● **TEXTE FOURNI**

########################################

HUN
 
HONGRIE
Cour constitutionnelle
 
I.   Introduction
1. L’institution de la Cour constitutionnelle est apparue dans la Constitution en 1989. Les dispositions précises relatives à cette Cour ont fait l’objet, en octobre 1989, de la loi XXXII de 1989 sur la Cour constitutionnelle; les cinq premiers membres de la Cour ont étéélus peu après par le parlement. La Cour constitutionnelle est entrée en fonction le 1er janvier 1990. Les amendements constitutionnels de 2010 et la loi fondamentale sont entrés en vigueur le 1er janvier 2012. Ils ont modifié la position de la Cour constitutionnelle dans le système juridique hongrois. L’évolution constitutionnelle a eu des incidences sur la composition de la Cour, la nomination et l’élection des juges ainsi que le fonctionnement de la Cour.

########################################

● **LISTE DES DONNÉES**
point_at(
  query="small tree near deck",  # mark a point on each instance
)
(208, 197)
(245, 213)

########################################

● **OBJECTIF DU TRAVAIL**
Recopiez à l'identique, s'il vous plaît, le passage du texte fourni qui va de « I.   Introduction » jusqu'à « de la Cour. » inclus. Les items ne servent à rien ici.

● **CORRIGÉ PROPOSÉ**
I.   Introduction
1. L’institution de la Cour constitutionnelle est apparue dans la Constitution en 1989. Les dispositions précises relatives à cette Cour ont fait l’objet, en octobre 1989, de la loi XXXII de 1989 sur la Cour constitutionnelle; les cinq premiers membres de la Cour ont étéélus peu après par le parlement. La Cour constitutionnelle est entrée en fonction le 1er janvier 1990. Les amendements constitutionnels de 2010 et la loi fondamentale sont entrés en vigueur le 1er janvier 2012. Ils ont modifié la position de la Cour constitutionnelle dans le système juridique hongrois. L’évolution constitutionnelle a eu des incidences sur la composition de la Cour, la nomination et l’élection des juges ainsi que le fonctionnement de la Cour.